WRITTEN REQUEST »
How many lines in the entries contain the string "girl", counting only matches with the same case? Reply with the number and nothing else.

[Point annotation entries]

+++

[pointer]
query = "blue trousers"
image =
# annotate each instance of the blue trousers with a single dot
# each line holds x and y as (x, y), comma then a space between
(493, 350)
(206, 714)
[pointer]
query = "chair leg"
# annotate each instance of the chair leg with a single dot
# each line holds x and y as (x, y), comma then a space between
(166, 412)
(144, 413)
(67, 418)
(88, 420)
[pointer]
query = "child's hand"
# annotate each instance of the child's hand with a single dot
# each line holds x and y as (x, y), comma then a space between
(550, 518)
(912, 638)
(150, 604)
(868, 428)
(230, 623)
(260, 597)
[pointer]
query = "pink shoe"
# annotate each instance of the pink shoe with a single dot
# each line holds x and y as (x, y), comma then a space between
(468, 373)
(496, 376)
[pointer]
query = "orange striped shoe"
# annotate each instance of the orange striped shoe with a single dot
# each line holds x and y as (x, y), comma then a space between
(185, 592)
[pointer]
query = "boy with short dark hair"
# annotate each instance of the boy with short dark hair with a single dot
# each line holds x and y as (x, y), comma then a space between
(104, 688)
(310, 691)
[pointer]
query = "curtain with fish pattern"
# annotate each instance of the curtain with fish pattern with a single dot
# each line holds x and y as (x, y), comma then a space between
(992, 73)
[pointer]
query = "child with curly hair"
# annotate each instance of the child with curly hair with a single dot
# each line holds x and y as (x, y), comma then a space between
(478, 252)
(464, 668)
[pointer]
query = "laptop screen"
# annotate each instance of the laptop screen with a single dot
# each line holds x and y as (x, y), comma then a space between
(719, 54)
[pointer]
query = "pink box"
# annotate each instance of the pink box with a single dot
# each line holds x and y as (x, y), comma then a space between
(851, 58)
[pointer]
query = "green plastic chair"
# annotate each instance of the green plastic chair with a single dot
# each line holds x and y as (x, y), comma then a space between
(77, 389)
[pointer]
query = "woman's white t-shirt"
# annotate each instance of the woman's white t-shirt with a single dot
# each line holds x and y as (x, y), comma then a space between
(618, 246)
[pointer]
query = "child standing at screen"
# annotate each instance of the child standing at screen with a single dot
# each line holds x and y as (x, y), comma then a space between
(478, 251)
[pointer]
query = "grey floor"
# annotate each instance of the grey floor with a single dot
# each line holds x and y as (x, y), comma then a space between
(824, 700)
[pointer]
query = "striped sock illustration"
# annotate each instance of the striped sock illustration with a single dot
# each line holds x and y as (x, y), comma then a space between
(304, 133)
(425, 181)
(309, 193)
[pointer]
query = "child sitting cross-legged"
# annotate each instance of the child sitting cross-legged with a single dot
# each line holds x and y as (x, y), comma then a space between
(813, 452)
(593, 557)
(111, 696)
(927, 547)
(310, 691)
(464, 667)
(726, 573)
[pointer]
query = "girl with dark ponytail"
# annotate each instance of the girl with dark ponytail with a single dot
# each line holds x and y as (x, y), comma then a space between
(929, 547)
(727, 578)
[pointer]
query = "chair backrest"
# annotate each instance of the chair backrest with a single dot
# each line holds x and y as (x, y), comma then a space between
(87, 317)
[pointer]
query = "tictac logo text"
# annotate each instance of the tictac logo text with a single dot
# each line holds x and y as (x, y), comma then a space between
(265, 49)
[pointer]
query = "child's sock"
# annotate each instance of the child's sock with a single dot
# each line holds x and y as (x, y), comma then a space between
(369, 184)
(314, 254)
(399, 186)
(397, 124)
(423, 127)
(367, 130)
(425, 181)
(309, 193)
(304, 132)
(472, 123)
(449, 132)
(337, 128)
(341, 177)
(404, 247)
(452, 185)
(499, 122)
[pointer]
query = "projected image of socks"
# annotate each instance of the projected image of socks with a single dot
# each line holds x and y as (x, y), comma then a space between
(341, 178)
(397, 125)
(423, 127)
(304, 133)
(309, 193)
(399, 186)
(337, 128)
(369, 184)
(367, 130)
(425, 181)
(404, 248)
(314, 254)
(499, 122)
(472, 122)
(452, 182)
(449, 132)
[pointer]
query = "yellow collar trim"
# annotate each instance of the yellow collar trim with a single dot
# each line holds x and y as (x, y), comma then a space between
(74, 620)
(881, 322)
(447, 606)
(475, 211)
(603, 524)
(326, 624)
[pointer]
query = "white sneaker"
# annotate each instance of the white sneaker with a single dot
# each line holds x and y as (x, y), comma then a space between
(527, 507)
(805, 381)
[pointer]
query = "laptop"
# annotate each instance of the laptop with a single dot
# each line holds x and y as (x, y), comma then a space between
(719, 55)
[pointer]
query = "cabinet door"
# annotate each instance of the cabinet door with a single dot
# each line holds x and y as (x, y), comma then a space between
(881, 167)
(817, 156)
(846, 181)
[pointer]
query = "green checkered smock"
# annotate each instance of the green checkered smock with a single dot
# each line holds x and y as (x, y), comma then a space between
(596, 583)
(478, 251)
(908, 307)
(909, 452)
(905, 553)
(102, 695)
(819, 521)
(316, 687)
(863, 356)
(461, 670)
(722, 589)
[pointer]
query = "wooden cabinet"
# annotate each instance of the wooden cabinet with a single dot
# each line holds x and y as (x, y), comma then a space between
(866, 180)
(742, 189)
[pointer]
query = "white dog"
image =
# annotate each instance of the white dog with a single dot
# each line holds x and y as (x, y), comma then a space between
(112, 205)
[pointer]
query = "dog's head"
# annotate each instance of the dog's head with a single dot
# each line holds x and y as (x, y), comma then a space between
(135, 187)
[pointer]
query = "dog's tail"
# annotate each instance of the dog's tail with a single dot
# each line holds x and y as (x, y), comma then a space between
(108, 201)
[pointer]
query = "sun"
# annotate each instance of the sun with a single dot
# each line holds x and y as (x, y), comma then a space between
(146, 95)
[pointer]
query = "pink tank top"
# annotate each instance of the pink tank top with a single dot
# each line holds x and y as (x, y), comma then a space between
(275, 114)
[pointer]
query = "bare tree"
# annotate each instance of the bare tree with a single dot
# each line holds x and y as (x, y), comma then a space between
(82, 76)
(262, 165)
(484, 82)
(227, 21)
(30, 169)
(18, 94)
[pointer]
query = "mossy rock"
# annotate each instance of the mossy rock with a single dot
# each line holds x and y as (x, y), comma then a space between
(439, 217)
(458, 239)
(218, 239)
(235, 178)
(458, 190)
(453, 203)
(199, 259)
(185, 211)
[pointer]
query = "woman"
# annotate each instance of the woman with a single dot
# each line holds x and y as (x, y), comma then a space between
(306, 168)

+++

WRITTEN SOLUTION »
2